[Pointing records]

'''

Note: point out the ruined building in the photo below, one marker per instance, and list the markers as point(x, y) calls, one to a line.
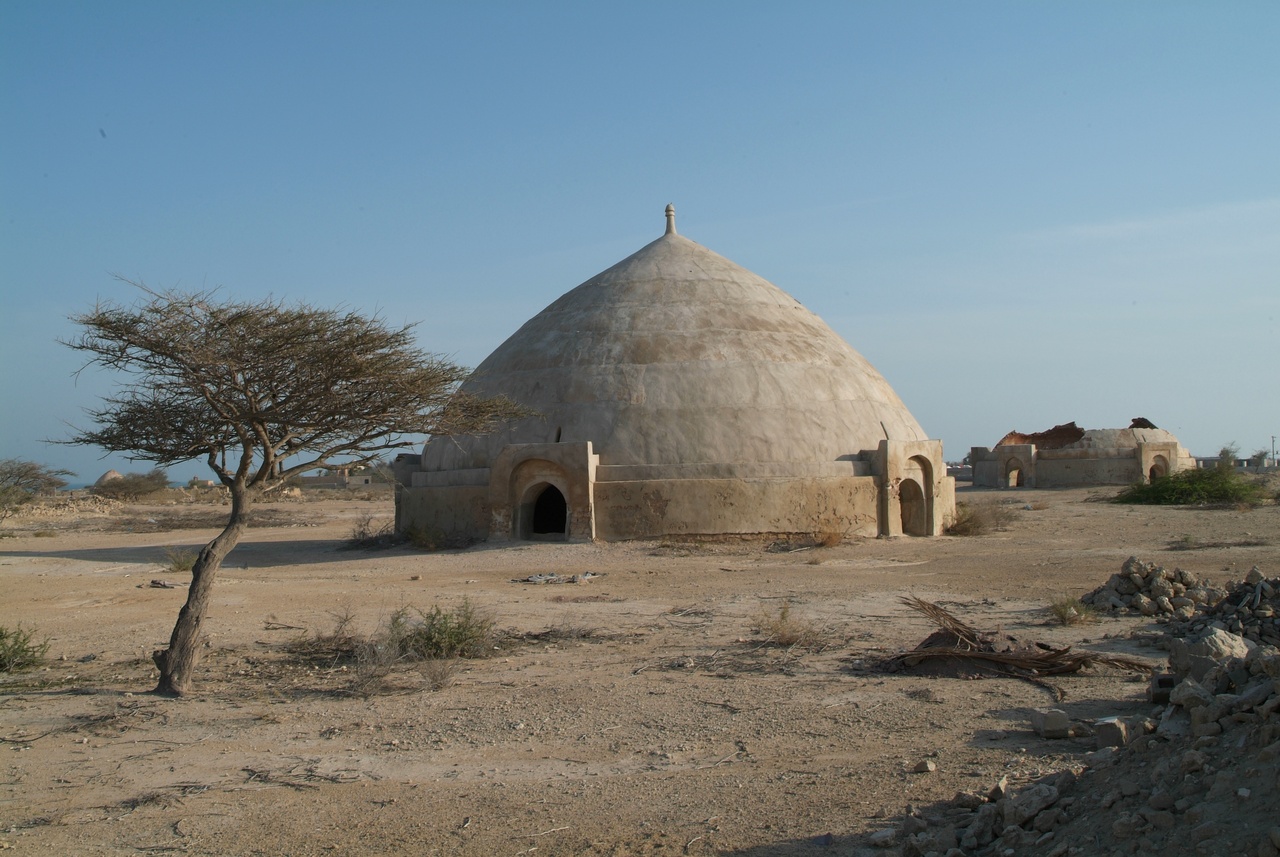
point(1068, 456)
point(680, 394)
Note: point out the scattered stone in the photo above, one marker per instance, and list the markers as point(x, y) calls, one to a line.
point(1111, 732)
point(883, 838)
point(1051, 723)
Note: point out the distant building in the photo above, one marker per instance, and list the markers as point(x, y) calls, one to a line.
point(1068, 456)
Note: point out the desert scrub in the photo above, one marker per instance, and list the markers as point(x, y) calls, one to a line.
point(370, 534)
point(979, 518)
point(1194, 487)
point(19, 650)
point(462, 632)
point(1072, 612)
point(785, 628)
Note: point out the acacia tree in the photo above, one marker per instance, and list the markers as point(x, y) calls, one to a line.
point(261, 392)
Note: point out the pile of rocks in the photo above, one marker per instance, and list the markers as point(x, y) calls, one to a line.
point(1153, 591)
point(1198, 773)
point(1249, 608)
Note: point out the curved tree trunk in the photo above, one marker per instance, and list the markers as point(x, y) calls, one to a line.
point(177, 663)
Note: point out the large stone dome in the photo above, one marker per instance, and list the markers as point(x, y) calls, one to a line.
point(680, 394)
point(676, 356)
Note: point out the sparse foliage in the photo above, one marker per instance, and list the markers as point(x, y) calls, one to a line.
point(133, 486)
point(981, 518)
point(1070, 612)
point(434, 642)
point(261, 392)
point(1194, 487)
point(21, 482)
point(19, 650)
point(462, 632)
point(1228, 456)
point(785, 628)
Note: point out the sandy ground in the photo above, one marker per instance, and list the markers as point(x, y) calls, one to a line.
point(641, 713)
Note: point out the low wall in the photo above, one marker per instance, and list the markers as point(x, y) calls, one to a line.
point(736, 507)
point(645, 509)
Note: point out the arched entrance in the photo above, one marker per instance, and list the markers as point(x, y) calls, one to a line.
point(1159, 468)
point(1014, 473)
point(915, 511)
point(547, 514)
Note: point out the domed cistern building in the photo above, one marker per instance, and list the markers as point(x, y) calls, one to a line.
point(679, 394)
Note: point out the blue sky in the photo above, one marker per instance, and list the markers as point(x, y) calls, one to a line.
point(1020, 212)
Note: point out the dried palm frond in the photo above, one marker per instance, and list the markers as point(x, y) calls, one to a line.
point(967, 635)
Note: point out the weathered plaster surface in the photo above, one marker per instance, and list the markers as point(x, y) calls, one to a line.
point(679, 393)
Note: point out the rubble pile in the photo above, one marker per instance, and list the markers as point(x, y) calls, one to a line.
point(1198, 773)
point(1249, 608)
point(1192, 605)
point(1153, 591)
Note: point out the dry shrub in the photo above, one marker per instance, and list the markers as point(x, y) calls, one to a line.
point(433, 641)
point(784, 628)
point(369, 534)
point(462, 632)
point(1072, 612)
point(19, 650)
point(979, 518)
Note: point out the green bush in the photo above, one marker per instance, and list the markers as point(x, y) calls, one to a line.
point(1194, 487)
point(18, 651)
point(462, 632)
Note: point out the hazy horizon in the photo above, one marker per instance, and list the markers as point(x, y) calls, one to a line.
point(1020, 214)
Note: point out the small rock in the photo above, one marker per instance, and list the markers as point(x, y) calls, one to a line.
point(882, 838)
point(1189, 695)
point(999, 791)
point(1051, 723)
point(1111, 732)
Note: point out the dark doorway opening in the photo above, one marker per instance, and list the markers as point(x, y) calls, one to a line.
point(551, 514)
point(914, 509)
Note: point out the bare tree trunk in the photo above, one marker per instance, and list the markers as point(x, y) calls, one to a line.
point(177, 663)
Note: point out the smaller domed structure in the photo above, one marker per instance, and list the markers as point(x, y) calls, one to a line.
point(1068, 456)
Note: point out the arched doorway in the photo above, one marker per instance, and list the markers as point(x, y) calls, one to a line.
point(549, 516)
point(1159, 468)
point(915, 513)
point(1013, 473)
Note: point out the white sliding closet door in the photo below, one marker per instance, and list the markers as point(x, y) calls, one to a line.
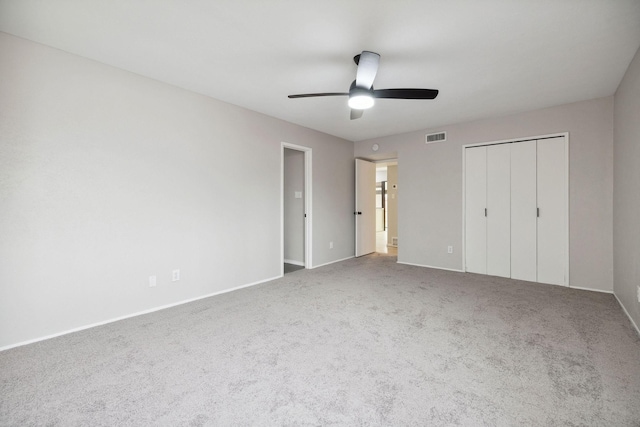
point(523, 211)
point(499, 210)
point(552, 205)
point(475, 204)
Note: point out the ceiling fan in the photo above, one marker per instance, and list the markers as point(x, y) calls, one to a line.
point(362, 95)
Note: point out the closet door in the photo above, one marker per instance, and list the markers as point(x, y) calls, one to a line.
point(475, 204)
point(499, 210)
point(523, 211)
point(552, 205)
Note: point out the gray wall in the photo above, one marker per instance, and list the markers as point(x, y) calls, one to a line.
point(430, 181)
point(293, 208)
point(626, 191)
point(107, 177)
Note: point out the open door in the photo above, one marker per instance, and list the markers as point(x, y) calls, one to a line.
point(365, 212)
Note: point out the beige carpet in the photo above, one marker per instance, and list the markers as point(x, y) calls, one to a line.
point(362, 342)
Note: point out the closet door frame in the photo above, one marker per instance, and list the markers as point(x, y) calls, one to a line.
point(566, 189)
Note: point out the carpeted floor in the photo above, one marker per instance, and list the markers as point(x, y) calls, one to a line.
point(361, 342)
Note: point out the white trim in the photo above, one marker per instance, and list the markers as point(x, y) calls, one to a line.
point(464, 209)
point(590, 289)
point(521, 139)
point(139, 313)
point(431, 266)
point(566, 187)
point(627, 313)
point(333, 262)
point(308, 203)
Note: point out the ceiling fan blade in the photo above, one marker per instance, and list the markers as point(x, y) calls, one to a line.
point(367, 69)
point(311, 95)
point(406, 93)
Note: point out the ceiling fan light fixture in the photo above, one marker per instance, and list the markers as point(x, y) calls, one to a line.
point(361, 101)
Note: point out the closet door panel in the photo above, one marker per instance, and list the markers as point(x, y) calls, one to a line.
point(523, 211)
point(552, 204)
point(475, 204)
point(499, 210)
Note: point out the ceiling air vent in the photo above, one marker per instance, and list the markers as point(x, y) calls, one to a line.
point(436, 137)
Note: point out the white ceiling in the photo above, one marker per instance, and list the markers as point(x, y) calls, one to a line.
point(487, 57)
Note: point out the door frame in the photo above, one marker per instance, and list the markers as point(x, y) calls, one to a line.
point(566, 189)
point(308, 187)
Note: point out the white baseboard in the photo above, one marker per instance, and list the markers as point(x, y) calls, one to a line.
point(431, 266)
point(333, 262)
point(590, 289)
point(627, 313)
point(139, 313)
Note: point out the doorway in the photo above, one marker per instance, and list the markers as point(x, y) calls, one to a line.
point(387, 207)
point(376, 205)
point(295, 208)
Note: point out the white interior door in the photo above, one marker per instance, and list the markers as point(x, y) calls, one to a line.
point(552, 205)
point(365, 212)
point(523, 211)
point(475, 205)
point(499, 210)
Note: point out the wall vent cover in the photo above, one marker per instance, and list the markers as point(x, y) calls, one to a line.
point(436, 137)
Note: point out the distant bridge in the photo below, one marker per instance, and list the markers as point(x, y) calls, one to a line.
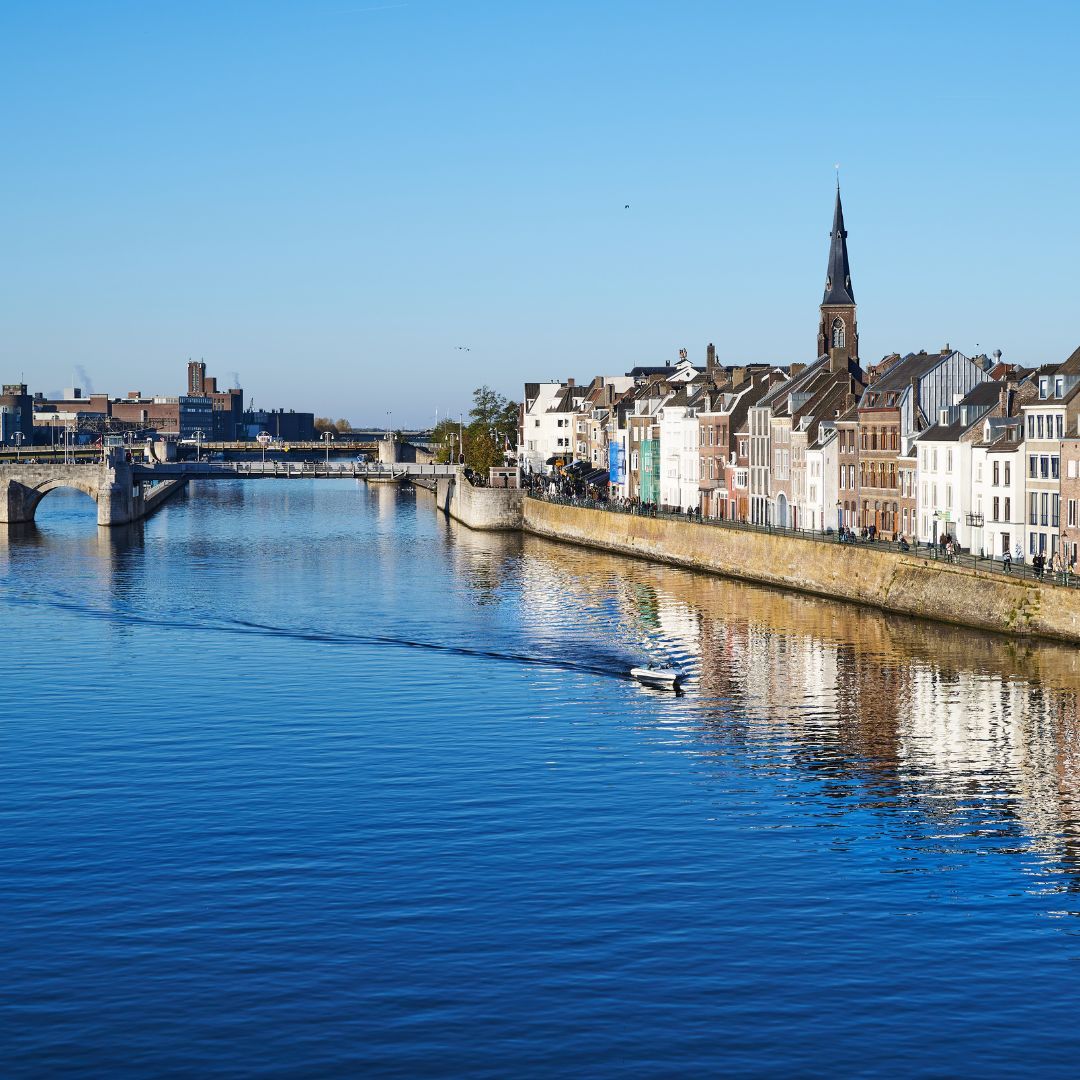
point(126, 493)
point(291, 470)
point(122, 495)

'''

> _Short problem_: Reproduce all of the lines above word for word, omitting the pictures.

> _Task solution_:
Note: point out the ruined building in the photo below, one marker per instance, and list the markers as point(x, y) calls, one to a line.
point(1068, 456)
point(680, 394)
Note: point out the scattered stone in the photo above, one marker per instance, and list the markers as point(x, y) calls, one to a line.
point(1111, 732)
point(883, 838)
point(1051, 723)
Note: point out the distant building in the photo above, one marker per instance, and list the markers as point(x, y) calls, one to a line.
point(1068, 456)
Note: point out the desert scrub in the photo above, one marker per instance, and list the markers as point(x, y) calls, one to a line.
point(370, 534)
point(979, 518)
point(1194, 487)
point(19, 650)
point(462, 632)
point(1072, 612)
point(785, 628)
Note: point out the acacia tree in the photo above, one marker per instance, and list the markers as point(x, y) calls, one to a line.
point(261, 392)
Note: point out the pile of rocks in the photo above, one marker per instance, and list the markers as point(x, y) calls, one to a line.
point(1153, 591)
point(1198, 773)
point(1249, 608)
Note: point out the curved tree trunk in the photo above, one marker per instance, and list the markers as point(x, y) calls, one to a line.
point(177, 663)
Note: point out the large stone dome in the photo above, one marker per instance, and list the markers as point(x, y) calls, one to a line.
point(680, 394)
point(676, 356)
Note: point out the sparse foliage in the photo above, one marker per instance, and list the markers as point(x, y) calls, one to a line.
point(133, 486)
point(981, 518)
point(1070, 612)
point(434, 642)
point(261, 392)
point(1194, 487)
point(21, 482)
point(19, 650)
point(462, 632)
point(1228, 456)
point(785, 628)
Note: point out the sandy ground in the photo above, one marker per instance, and list the markers as point(x, y) calls, one to a line.
point(641, 713)
Note: point out the low wall in the photo above, one marker per instance, and list the markers as point(x, y) calls, one to a line.
point(736, 507)
point(645, 509)
Note: point out the arched entrance in the photo above, one marker per instance, and list the markers as point(x, y) calls, one to a line.
point(1159, 468)
point(1014, 473)
point(915, 511)
point(547, 514)
Note: point out the domed cistern building in the photo above, one marker per instance, and list the markers as point(x, y) calls, one to a line.
point(679, 394)
Note: point out the blue sky in the photo above, one marker per instance, and list the markers as point(x, y) calls, one to a line.
point(1020, 212)
Note: point out the dried palm frond in the photo above, one marker per instance, and list the markers as point(x, y) calls, one to a line.
point(967, 635)
Note: point out the weathered plaster surface in the photo above, one marker per instance, and list the markers as point(x, y) calls, one to a line.
point(679, 393)
Note: point out the rubble pile in the photo above, one marker per instance, and list the markers as point(x, y) calls, one to a line.
point(1198, 773)
point(1249, 608)
point(1192, 605)
point(1153, 591)
Note: point out the dry shrub in the photo above, one marker per instance, and list the markers as point(x, y) calls, one to a line.
point(433, 641)
point(784, 628)
point(369, 534)
point(462, 632)
point(1072, 612)
point(19, 650)
point(979, 518)
Note: point out the green bush in the photo above, one marker per instance, and list the markers as point(x, y) calls, one to a line.
point(1194, 487)
point(18, 651)
point(462, 632)
Note: point out the hazy horizon in the photo above, one marker per instance, and list the markers as point(x, y) calls, one to a line.
point(1020, 214)
Note: point out the small rock in the photo above, one marker per instance, and list the markers as point(x, y) calls, one to a line.
point(882, 838)
point(1189, 695)
point(999, 791)
point(1051, 723)
point(1111, 732)
Note: point out the dark doorway opening in the photo above, one marker per instance, and list the markers as point(x, y) calls, one to a line.
point(551, 514)
point(914, 509)
Note: point out the bare tree trunk in the photo above, one marker per instance, and list the markers as point(x, y) calls, one to a line.
point(177, 663)
Note: point out the smaller domed structure in the photo above, one marker per instance, and list the markers as point(x, y) calls, one to a line.
point(1068, 456)
Note: point out the arched doorway in the photo above, one marker per instance, and list the markers as point(x, y) calls, one to a line.
point(549, 516)
point(1159, 468)
point(915, 513)
point(1013, 473)
Note: point out the white sliding closet door in the photo below, one marker per instance, and list the markers as point(x, y) calls, one to a line.
point(523, 211)
point(499, 210)
point(552, 205)
point(475, 204)
Note: point out the ceiling fan in the photo above, one marker per instance, and list the markers as point(x, y) calls, one to a line.
point(362, 95)
Note: point out the closet door in the photo above, one marker per instance, and list the markers as point(x, y) calls, one to a line.
point(475, 204)
point(499, 210)
point(523, 211)
point(552, 205)
Note: point out the gray wall in the photo above, one marker per instance, and list the markers as point(x, y) calls, one to a line.
point(430, 181)
point(293, 208)
point(626, 191)
point(107, 177)
Note: point out the open door in the photo above, one marker per instance, and list the markers as point(x, y) calls, one to a line.
point(365, 212)
Note: point out the beige carpet in the photo above, one marker per instance, and list the markers as point(x, y) calls, one to a line.
point(362, 342)
Note: point out the closet door frame in the photo above, one marker per instance, and list the markers as point(x, y) calls, one to a line.
point(566, 189)
Note: point out the carpeted floor in the photo above, one marker per instance, and list the markers as point(x, y) calls, one to a line.
point(361, 342)
Note: point out the white trim in the photo above, one marker per instance, and list the markers as point(x, y) calls, one to a line.
point(464, 209)
point(590, 289)
point(521, 139)
point(139, 313)
point(431, 266)
point(566, 187)
point(627, 313)
point(333, 262)
point(308, 203)
Note: point out the ceiling fan blade in the photo above, one marker per instance, and list the markers as point(x, y) calls, one to a line.
point(367, 69)
point(311, 95)
point(406, 93)
Note: point out the ceiling fan light fixture in the photo above, one marker per instance, and list the markers as point(x, y) calls, one to a line.
point(361, 101)
Note: point out the closet door panel in the photo above, one marker per instance, and list the markers as point(x, y) calls, one to a line.
point(523, 211)
point(552, 204)
point(475, 204)
point(499, 210)
Note: point out the ceiling air vent in the photo above, one marker per instance, and list the markers as point(x, y) calls, one to a line.
point(436, 137)
Note: point out the white ceiling in the photo above, one marker per instance, and list the markers as point(x, y) calls, one to a line.
point(487, 57)
Note: point out the door frame in the photo above, one marker per instance, and list the markers as point(x, y) calls, one to a line.
point(566, 189)
point(308, 187)
Note: point out the white baseboard in the photo above, one marker per instance, and list the markers as point(x, y) calls, one to a line.
point(431, 266)
point(333, 262)
point(590, 289)
point(627, 313)
point(139, 313)
Note: point out the doorway in the photo above, one marker per instance, and list the markers as point(x, y) calls, one to a line.
point(387, 207)
point(376, 205)
point(295, 208)
Note: point out the white interior door in the photo above, one marker per instance, and list the markers as point(x, y) calls, one to a line.
point(552, 205)
point(365, 212)
point(523, 211)
point(475, 205)
point(499, 210)
Note: point out the wall vent cover in the photo above, one marker per instance, and list the markers as point(x, y) calls, one to a line.
point(436, 137)
Note: point out the distant bridge in the photo below, one marker per instance, and list the markers as point(x, y) calls, one to a line.
point(126, 493)
point(291, 470)
point(122, 495)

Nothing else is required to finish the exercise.